§ Extract to read
There are many assumptions on the relative change rates of different term structures that are key to DVO1-style metrics and hedges and multifactor metrics and hedges. We begin by focusing on hedging that is single-variable with respect to regression analysis. Next, we move to multiple regression two-factor hedging and finally the empirical description of rates’ joint movement across a curve by principal component analysis. Basically what we expect to see in this chapter is that empirical relationships are not static and that a one-time period estimation of hedges will prove to be inaccurate over subsequent periods.

# Single-Variable Regression-Based Hedging

When indexing of principal outstanding inflation amounts of Treasury Inflation Protected Securities (\(TIPS\)) regularly, the \(TIPS\) create the real or inflation-adjusted payments and, as a result, \(TIPS\) investors require a rate of return that is relatively low.

Contrary to that, a real rate of return, expected inflation compensation and a risk premium of inflation are the requirements by the US treasury bonds investors. The implication is that market views about inflation are reflected by \(TIPS\) and rates of spreads between nominal bonds.

Consider a trader who wishes to invest a certain amount of money on several bonds with a given representative yields and DVO1s. Due to the protection of its cash flows from inflation, \(TIPS\) will sell at relatively low yield or high prices,but its DVO1 will be relatively high because of low yield. However, the question is the face amount the \(TIPS\) should be bought for the trade to be hedged against the interest rates level. This can be achieved by making the trade DVO1-neutral.

This hedge will make sure that the trade will not make or lose money should the \(TIPS\) and the nominal bonds both increase or decrease by a similar number of basis points. A change in the number of basis points in the \(TIPS\) yield does not show a unique change in the normal yield, with high confidence, or an average change of a similar number of basis points. This implies a lack of one to one relationship in yield and thereby calling to question the DVO1 hedge. There is very little a trader can do on the nominal yield’s dispersion of the change, for a given change in the real yield so as to improve the DVO1 hedge.

§ Given problem A
According to the passage on regression-based hedging, what do investors in US Treasury bonds require? List each requirement.
§ Given problem B
Rewrite the part of the passage on regression-based hedging that begins at the words "When indexing of" and stops after "is relatively low.", replacing "investors" with "holders".
§ Given problem C
Carry on the passage on regression-based hedging from the point at which it stops.
The data placed after this passage are not needed for any of the work.

§ Data segment

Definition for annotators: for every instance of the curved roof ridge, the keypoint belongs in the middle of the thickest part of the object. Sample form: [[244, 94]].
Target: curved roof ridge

§ Reply A
- a real rate of return
- expected inflation compensation
- a risk premium of inflation

§ Reply B
When indexing of principal outstanding inflation amounts of Treasury Inflation Protected Securities (\(TIPS\)) regularly, the \(TIPS\) create the real or inflation-adjusted payments and, as a result, \(TIPS\) holders require a rate of return that is relatively low.

§ Reply C
# Least-Squares Regression Analysis

Let:

$$ \Delta { y }_{ t }^{ N }=\alpha +\beta \Delta { y }_{ t }^{ R }+{ \varepsilon }_{ t } $$

Where; \(\Delta { y }_{ t }^{ N }\) is the change in the yields of nominal bonds and \(\Delta { y }_{ t }^{ R }\) represents the change in the real bonds, intercept \(\alpha \) and slope \(\beta \) are estimated from the data while \({ \varepsilon }_{ t }\) is the error term due to the nominal yield change deviation from the model’s predicted change on a given time period.

It is a requirement of the Least-Squares estimation for the model to describe the dynamics in question accurately,and the errors tobe independent, uncorrelated with the independent variable while having the same probability distribution.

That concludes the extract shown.